[Stored dataset items]
———

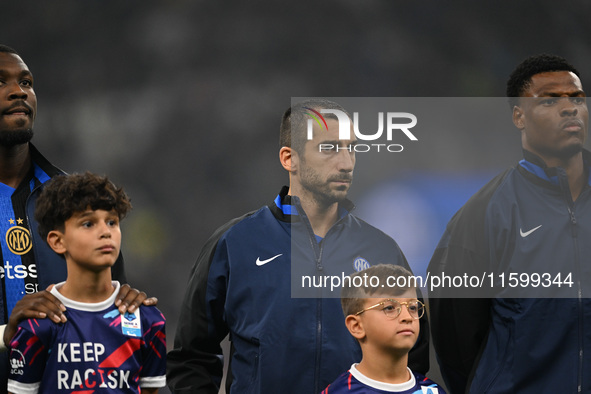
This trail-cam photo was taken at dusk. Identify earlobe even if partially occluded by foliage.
[47,230,66,254]
[345,315,365,340]
[513,106,525,130]
[279,146,298,172]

———

TASK GOAL =>
Can you pull out every line of the items above, word for word, and leave out the pictures?

ANSWER TO THIS EXERCISE =>
This trail-cam photo was taken at dusk. Identify earlobe even if partially occluded by foliage.
[47,230,66,254]
[345,315,365,340]
[513,106,525,130]
[279,146,298,172]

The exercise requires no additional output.